**What to work on**
Which lines in the data below contain the word "face"? Copy each of them.

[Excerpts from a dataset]
################

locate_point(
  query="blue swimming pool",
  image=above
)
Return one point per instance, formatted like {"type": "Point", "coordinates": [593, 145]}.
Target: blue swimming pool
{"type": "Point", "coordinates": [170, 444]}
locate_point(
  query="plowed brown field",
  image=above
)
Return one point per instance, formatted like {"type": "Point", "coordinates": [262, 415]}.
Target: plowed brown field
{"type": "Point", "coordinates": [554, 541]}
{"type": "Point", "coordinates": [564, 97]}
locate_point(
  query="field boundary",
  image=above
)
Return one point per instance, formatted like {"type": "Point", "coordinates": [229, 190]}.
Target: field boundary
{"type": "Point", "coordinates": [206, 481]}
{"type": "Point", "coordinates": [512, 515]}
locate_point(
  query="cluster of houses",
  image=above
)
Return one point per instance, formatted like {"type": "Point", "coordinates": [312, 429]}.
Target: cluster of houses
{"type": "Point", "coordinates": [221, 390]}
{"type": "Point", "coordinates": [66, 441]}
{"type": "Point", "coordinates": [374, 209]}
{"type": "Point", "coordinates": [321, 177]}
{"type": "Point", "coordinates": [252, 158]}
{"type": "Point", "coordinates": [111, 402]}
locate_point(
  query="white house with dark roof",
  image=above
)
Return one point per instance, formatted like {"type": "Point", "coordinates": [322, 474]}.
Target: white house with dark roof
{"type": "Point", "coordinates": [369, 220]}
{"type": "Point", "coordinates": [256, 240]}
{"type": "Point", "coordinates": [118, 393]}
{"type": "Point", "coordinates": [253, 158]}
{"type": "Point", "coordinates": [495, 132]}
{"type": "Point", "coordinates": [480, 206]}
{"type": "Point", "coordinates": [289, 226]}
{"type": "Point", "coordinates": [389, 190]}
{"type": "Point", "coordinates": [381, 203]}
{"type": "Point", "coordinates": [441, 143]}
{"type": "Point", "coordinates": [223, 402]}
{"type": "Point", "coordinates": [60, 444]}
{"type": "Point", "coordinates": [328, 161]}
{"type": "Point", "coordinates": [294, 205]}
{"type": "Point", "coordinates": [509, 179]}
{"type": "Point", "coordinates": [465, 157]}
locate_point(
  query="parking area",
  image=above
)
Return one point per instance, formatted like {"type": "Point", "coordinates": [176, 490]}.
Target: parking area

################

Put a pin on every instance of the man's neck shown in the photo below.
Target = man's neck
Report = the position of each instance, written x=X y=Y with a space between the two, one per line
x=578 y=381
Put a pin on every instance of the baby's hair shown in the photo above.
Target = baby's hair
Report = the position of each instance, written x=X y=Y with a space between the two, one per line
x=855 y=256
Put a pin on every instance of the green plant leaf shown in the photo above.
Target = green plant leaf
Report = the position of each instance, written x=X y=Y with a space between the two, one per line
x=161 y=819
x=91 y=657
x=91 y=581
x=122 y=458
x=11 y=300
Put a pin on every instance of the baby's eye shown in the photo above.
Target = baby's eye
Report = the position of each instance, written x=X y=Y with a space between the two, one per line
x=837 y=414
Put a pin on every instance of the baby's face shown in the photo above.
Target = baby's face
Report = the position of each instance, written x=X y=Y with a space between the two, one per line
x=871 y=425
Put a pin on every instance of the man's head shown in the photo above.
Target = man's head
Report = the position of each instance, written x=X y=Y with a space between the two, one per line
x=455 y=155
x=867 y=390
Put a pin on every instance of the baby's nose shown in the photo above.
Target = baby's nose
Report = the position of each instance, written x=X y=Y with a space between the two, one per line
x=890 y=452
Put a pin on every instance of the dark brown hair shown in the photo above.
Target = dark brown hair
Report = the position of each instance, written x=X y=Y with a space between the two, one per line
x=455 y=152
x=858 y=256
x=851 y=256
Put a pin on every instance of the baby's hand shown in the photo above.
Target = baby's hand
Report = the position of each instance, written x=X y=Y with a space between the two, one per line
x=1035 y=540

################

**Written answer**
Put a pin on every instance of the baby's face shown in the photo above.
Target = baby's face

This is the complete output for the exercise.